Which lines in the records below contain the string "person"? List each of those lines in full, treating uppercase and lowercase letters as different.

INPUT RECORDS

** BEGIN **

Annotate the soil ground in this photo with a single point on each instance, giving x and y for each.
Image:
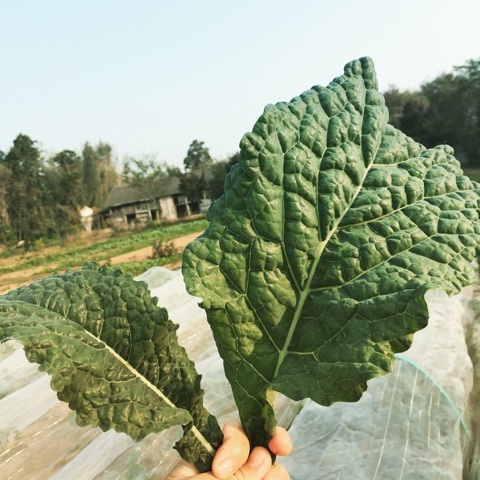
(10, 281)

** END **
** BEGIN **

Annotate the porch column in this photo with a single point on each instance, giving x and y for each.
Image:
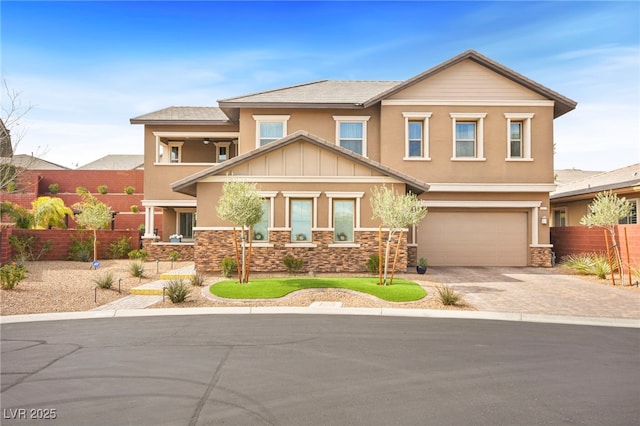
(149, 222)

** END **
** BEGIN **

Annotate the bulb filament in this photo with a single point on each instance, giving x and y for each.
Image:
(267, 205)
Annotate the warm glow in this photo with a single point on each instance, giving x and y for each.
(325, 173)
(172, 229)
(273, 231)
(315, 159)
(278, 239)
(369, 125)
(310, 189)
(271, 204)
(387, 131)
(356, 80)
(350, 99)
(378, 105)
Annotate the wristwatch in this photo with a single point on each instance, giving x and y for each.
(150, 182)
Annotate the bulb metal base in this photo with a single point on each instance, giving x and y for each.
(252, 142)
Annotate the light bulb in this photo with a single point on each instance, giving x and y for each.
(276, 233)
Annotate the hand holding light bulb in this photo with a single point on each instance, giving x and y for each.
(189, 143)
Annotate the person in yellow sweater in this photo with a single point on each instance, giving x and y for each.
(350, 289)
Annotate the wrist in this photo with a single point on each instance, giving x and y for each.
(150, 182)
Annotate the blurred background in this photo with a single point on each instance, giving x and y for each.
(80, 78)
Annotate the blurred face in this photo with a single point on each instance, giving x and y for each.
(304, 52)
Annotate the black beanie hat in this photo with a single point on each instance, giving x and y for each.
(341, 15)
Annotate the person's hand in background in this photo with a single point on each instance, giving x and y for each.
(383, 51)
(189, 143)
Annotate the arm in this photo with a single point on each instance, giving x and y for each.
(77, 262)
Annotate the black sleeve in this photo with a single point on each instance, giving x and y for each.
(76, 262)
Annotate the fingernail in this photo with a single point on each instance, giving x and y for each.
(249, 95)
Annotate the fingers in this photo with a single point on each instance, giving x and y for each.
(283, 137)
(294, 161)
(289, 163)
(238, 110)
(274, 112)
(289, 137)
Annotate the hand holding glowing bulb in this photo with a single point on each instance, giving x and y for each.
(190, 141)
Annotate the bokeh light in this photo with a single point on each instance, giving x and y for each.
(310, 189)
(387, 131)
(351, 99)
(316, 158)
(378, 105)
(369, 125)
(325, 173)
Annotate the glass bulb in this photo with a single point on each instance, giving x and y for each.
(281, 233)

** END **

RESPONSE
Annotate the person in yellow sweater in this photo with a single point on each instance, giving x and y for each.
Annotate the person's hand in background in this photo with a single point on each instance, giving x and y for each.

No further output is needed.